* **Requirement**
Turn the rows into a Markdown table with the columns Number and Line, starting at the line that contains "Target: distant vehicle" and continuing through the last of the rows. Leave out blank lines.

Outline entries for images

::::

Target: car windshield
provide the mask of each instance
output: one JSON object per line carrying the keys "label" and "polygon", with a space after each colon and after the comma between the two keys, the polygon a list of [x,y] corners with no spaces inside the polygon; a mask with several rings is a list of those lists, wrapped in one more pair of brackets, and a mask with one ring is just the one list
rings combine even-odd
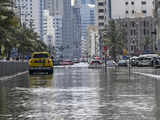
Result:
{"label": "car windshield", "polygon": [[48,54],[34,54],[33,58],[48,58]]}

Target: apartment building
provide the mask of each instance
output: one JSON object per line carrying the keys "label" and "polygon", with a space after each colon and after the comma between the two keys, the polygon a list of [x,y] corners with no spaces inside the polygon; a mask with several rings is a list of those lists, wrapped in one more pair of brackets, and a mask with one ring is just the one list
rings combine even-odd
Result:
{"label": "apartment building", "polygon": [[112,19],[153,17],[153,0],[111,0]]}
{"label": "apartment building", "polygon": [[156,45],[157,51],[160,51],[160,0],[154,0],[154,17],[156,24]]}
{"label": "apartment building", "polygon": [[20,18],[21,24],[32,28],[43,39],[42,14],[43,0],[14,0],[16,15]]}
{"label": "apartment building", "polygon": [[88,27],[88,57],[92,58],[95,56],[100,56],[100,43],[99,43],[99,32],[97,26]]}
{"label": "apartment building", "polygon": [[[156,51],[155,19],[153,17],[117,19],[125,32],[130,55]],[[147,48],[146,48],[147,47]]]}
{"label": "apartment building", "polygon": [[62,39],[62,16],[53,16],[53,27],[55,29],[55,49],[56,58],[63,58],[63,39]]}
{"label": "apartment building", "polygon": [[48,10],[43,11],[43,41],[50,49],[50,52],[52,52],[55,46],[55,29],[52,16],[49,15]]}
{"label": "apartment building", "polygon": [[80,7],[73,6],[73,56],[74,58],[81,57],[81,15]]}

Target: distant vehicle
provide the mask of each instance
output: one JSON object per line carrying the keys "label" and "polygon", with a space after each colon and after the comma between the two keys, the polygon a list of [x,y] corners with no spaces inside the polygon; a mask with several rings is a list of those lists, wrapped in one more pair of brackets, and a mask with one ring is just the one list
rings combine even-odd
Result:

::::

* **Task result**
| Number | Line |
|---|---|
| 1 | Target: distant vehicle |
| 2 | provide the mask of each instance |
| 3 | output: one JSON object per line carrying the keys "label" and "polygon", with a space after each colon and after the comma between the two keys, the polygon a list of [x,y] corners with no spaces inside the polygon; a mask with several rings is a list of those lists, wrapped in one more pair of brackets, and a mask with one ring is just the one list |
| 4 | rings combine even-odd |
| 5 | Result: |